→ **What you will do**: Transcribe all of the entries below exactly. Leave out the pictures.

Referring expression pointing data
━━━━━━

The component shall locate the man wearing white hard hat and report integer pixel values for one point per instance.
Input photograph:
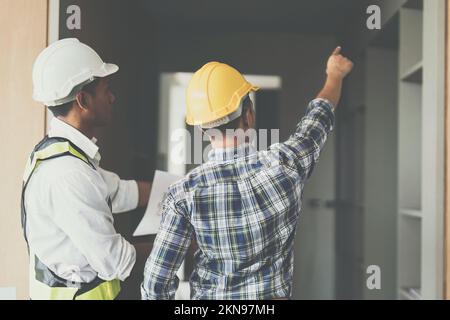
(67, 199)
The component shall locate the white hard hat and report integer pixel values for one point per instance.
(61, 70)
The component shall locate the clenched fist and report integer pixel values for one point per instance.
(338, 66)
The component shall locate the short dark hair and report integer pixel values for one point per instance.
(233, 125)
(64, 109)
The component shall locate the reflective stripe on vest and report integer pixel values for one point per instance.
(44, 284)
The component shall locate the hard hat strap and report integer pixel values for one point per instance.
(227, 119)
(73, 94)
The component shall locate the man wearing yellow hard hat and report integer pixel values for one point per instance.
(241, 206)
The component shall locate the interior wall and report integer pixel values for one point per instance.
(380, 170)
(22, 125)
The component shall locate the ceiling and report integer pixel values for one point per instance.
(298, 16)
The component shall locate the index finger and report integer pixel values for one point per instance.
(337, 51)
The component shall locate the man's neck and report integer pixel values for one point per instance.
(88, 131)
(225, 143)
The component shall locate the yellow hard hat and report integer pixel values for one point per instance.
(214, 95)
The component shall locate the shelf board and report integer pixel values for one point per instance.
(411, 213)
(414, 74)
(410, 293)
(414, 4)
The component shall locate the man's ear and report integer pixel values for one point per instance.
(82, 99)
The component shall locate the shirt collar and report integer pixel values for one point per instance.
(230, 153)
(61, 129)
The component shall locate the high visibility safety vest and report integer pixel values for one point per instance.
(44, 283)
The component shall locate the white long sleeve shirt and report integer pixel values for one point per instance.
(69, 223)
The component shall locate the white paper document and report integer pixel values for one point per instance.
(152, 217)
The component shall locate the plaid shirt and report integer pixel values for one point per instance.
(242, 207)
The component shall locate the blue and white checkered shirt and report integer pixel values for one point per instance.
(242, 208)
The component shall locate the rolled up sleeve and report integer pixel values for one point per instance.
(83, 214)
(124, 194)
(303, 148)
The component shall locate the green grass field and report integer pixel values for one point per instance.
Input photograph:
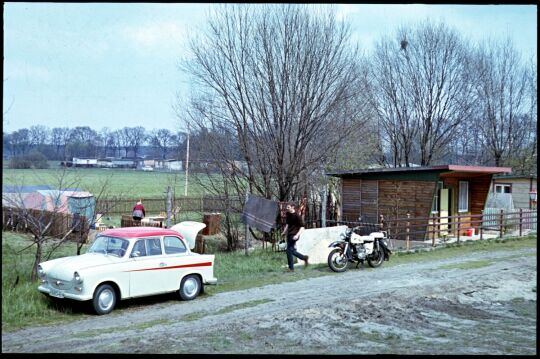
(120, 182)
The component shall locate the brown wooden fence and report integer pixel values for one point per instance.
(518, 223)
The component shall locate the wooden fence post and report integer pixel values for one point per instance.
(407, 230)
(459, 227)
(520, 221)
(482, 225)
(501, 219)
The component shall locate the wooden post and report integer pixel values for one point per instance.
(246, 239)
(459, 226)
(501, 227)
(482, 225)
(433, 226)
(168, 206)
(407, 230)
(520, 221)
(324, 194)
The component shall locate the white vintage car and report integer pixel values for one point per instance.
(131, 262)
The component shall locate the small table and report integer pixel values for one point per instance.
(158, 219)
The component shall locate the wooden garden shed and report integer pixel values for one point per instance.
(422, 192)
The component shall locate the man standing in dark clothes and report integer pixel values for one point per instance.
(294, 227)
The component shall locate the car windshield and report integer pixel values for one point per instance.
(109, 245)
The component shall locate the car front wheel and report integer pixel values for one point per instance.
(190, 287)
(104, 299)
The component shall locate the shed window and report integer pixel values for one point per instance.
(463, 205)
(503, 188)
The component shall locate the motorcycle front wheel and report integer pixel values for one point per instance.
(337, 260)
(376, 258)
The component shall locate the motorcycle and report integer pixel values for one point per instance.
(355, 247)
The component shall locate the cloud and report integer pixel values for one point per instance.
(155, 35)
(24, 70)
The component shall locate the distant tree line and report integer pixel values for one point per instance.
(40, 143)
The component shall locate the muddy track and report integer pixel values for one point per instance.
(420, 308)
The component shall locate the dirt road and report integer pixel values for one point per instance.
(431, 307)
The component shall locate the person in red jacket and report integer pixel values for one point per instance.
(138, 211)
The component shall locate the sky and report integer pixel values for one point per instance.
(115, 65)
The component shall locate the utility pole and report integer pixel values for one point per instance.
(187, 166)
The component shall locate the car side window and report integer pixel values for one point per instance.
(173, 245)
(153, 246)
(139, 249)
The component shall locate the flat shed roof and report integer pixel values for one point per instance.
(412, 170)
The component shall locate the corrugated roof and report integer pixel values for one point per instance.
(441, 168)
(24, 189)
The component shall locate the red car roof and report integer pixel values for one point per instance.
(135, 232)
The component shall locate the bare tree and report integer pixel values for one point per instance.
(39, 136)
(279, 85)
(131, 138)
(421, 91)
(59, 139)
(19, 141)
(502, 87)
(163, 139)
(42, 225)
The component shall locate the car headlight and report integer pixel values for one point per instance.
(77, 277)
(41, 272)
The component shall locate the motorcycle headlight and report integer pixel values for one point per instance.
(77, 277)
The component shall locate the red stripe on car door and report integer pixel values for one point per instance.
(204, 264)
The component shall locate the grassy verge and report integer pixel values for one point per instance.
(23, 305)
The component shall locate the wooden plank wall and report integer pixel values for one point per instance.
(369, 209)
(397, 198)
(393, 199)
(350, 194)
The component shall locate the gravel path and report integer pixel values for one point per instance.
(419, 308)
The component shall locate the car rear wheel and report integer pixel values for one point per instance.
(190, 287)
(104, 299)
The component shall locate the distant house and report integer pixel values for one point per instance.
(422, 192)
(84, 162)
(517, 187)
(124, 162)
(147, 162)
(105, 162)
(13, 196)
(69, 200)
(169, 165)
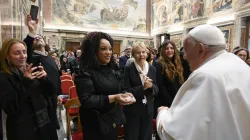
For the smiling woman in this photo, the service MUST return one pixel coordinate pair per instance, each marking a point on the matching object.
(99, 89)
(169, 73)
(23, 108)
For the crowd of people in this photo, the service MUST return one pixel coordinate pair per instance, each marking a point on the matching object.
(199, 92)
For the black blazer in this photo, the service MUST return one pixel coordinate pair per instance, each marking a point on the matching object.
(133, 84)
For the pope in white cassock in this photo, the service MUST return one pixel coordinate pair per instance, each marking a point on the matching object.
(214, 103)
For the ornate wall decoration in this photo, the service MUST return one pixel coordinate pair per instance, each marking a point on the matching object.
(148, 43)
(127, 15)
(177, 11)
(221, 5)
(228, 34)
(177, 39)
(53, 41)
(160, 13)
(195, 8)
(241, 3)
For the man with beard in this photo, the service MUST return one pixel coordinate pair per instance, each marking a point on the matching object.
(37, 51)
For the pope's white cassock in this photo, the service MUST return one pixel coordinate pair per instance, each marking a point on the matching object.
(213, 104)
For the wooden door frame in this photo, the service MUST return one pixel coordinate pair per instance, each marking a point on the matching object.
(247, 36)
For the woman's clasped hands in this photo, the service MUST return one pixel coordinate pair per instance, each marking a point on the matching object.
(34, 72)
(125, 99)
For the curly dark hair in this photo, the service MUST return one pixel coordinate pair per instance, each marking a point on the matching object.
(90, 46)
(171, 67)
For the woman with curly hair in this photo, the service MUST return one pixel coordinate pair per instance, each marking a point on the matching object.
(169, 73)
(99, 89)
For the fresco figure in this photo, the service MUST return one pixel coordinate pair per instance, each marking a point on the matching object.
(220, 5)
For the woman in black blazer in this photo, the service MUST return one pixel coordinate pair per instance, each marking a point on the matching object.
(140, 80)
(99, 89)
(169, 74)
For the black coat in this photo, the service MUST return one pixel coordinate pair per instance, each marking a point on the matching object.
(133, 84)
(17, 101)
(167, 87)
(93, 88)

━━━━━━

→ **Response**:
The component shall locate the man wearing white hard hat and report integer pixel values for one point per instance.
Input photograph:
(67, 199)
The component shall locate the white hard hat and report integer pixel values for one point per instance.
(61, 70)
The component shall locate the clenched fist and report integer pixel values for one point per instance.
(338, 66)
The component shall locate the short dark hair and report integer pixel values for one point per instance.
(233, 125)
(64, 109)
The component shall locate the reflective stripe on vest and report integer pixel values for one point per instance.
(44, 284)
The component shall locate the hard hat strap and report integer pixel values for one point per instance.
(227, 119)
(73, 94)
The component shall locate the man wearing yellow hard hat and report integer pixel values for one point per instance.
(241, 206)
The component shall locate the interior wall and report integer pixel values for one point per instance.
(380, 170)
(22, 125)
The component shall locate the ceiling and report integer pixel values for one point per instance.
(298, 16)
The component shall locate the index finger and report integer pixel values for one point per instance.
(337, 51)
The component shall locate the man's neck and report integer pixel values for one point per instance.
(88, 131)
(225, 143)
The component shall locate the yellow hard hat and report integer pixel values for one point per instance.
(214, 95)
The component shall locate the shelf board and report integer pixel values for one point per instance.
(411, 213)
(414, 74)
(410, 293)
(414, 4)
The component shall locate the man's ear and report integer pixel values for one point per instance.
(82, 99)
The component shall locate the shirt collar and report integer pixel values for one point per instance.
(230, 153)
(61, 129)
The component shall locate the high visibility safety vest and report integer pixel values for one point per instance.
(44, 283)
The component shall locate the white long sleeve shirt and report integer pixel values for one point per instance.
(69, 223)
The component shall locate the white paper document and report integer pixel values for one point per instance.
(152, 217)
The component shall locate the plaid shirt and report integer pixel values for one point per instance.
(242, 207)
The component shall locate the blue and white checkered shirt and report integer pixel values for one point per instance.
(242, 208)
The component shall locate the rolled up sleeve and report integer pixel values for one point per instance.
(83, 214)
(124, 194)
(303, 148)
The component shall locate the green grass field and report integer pixel values for one point per instance.
Input photograph:
(120, 182)
The component shall locate the brown wooden fence and report integer pixel values for one point per instance.
(518, 223)
The component shall locate the wooden fence post and report integer pixel values for one point per instance.
(407, 230)
(459, 227)
(520, 221)
(482, 225)
(501, 219)
The component shall locate the wooden post and report integer pixel values for one point per instance.
(246, 239)
(459, 226)
(501, 227)
(482, 225)
(433, 226)
(168, 206)
(407, 230)
(520, 221)
(324, 194)
The component shall locate the white vintage car and report integer pixel values for one point per instance.
(131, 262)
The component shall locate the small table and report integer pixel values for one point per instance.
(158, 219)
The component shall locate the wooden garden shed and report integer pixel values for one point per instance.
(422, 192)
The component shall locate the man standing in dark clothes and report integer pixel values for one point per instance.
(294, 227)
The component shall locate the car windshield and report integer pixel values for one point per instance.
(109, 245)
The component shall locate the car front wheel and report integer pixel values for one point per instance.
(190, 287)
(104, 299)
The component shall locate the shed window and report integer pixel values for one point per instance.
(463, 205)
(503, 188)
The component shall locate the motorcycle front wheel and report integer pixel values for one point per instance.
(337, 260)
(376, 258)
The component shall locate the motorcycle and report integer pixel values for one point per instance.
(355, 247)
The component shall locate the cloud and report integer pixel values for one point per instance.
(155, 35)
(24, 70)
The component shall locate the distant tree line and report integer pixel values for one point per instance.
(40, 143)
The component shall locate the muddy track and report integer pixel values for one point per instance.
(420, 308)
The component shall locate the dirt road and report integer pixel values for one point per instance.
(431, 307)
The component shall locate the person in red jacket and report integer pixel values for one point per instance.
(138, 211)
The component shall locate the sky and report integer pixel values for one point per instance.
(115, 65)
The component shall locate the utility pole and report integer pixel values for one point per instance.
(187, 166)
The component shall locate the car side window and report integer pixel values for one point per instance.
(173, 245)
(153, 246)
(139, 249)
The component shall locate the flat shed roof and report integer pixel values for one point per instance.
(412, 170)
The component shall locate the corrugated roof and report integer pixel values for one point per instance.
(441, 168)
(24, 189)
The component shall locate the red car roof and report integer pixel values for one point per instance.
(135, 232)
The component shall locate the bare tree and report integer pixel values for one point per instance.
(39, 136)
(279, 85)
(131, 138)
(421, 91)
(59, 139)
(19, 141)
(502, 87)
(163, 139)
(42, 225)
The component shall locate the car headlight and report integer pixel values for one point per instance.
(77, 277)
(41, 272)
The component shall locate the motorcycle headlight and report integer pixel values for one point per instance.
(77, 277)
The component shall locate the red stripe on car door and report integer pixel values for one point per instance.
(204, 264)
The component shall locate the grassy verge and report integer pixel values for one point per instance.
(23, 305)
The component shall locate the wooden plank wall and report integer pixel values for one point per instance.
(369, 209)
(397, 198)
(393, 199)
(350, 194)
The component shall locate the gravel path and report integer pixel values for one point per instance.
(419, 308)
The component shall locate the car rear wheel and report integer pixel values for one point per instance.
(190, 287)
(104, 299)
The component shall locate the distant house and report integer pixel values for one point per instance.
(422, 192)
(84, 162)
(517, 187)
(124, 162)
(147, 162)
(105, 162)
(13, 196)
(69, 200)
(169, 165)
For the smiling woman in this photo, the service MUST return one pixel coordinate pair per instance, each marking a point on the matching object.
(99, 89)
(169, 73)
(23, 108)
For the crowd of people in this photo, the service MUST return one pixel coordinate pair per instance, each marking a point on the matching object.
(199, 92)
For the black blazer in this photo, the service MUST return one pixel coordinate pair per instance, each marking a point on the matching object.
(133, 84)
For the pope in white cassock in this photo, the service MUST return one pixel coordinate pair per instance, each marking a point on the matching object.
(214, 103)
For the ornate wall decoration in this photo, the service MUST return one pixel coordinate pair per instance, each marking a point on the matching object.
(148, 43)
(127, 15)
(177, 11)
(221, 5)
(228, 34)
(177, 39)
(53, 41)
(160, 13)
(195, 8)
(241, 3)
For the man with beard in this photo, the service MUST return one pixel coordinate pair per instance, each marking a point on the matching object.
(37, 51)
For the pope's white cassock in this photo, the service MUST return one pixel coordinate pair per instance, each marking a point on the matching object.
(213, 104)
For the wooden door frame in this photo, the service MUST return one pixel coordinate pair per instance, each marking a point on the matching object.
(247, 36)
For the woman's clasped hands in this photo, the service MUST return one pixel coordinate pair per instance, each marking a point on the matching object.
(34, 72)
(125, 99)
For the curly dark hair in this photo, the service MUST return one pixel coordinate pair per instance, each marking a point on the matching object.
(90, 46)
(171, 67)
For the woman with curly hair in this photo, the service MUST return one pixel coordinate pair per instance, each marking a point on the matching object.
(169, 73)
(99, 89)
For the fresco figure in this photo, the service MUST return one pixel coordinate pair per instance, each marking a point on the matching object.
(220, 5)
For the woman in black blazer in this photo, the service MUST return one pixel coordinate pair per instance, each marking a point on the matching object.
(140, 80)
(99, 89)
(169, 74)
For the black coat in this photo, the service MUST return one pixel coordinate pair per instance, each marking a point on the matching object.
(133, 84)
(17, 101)
(167, 87)
(93, 88)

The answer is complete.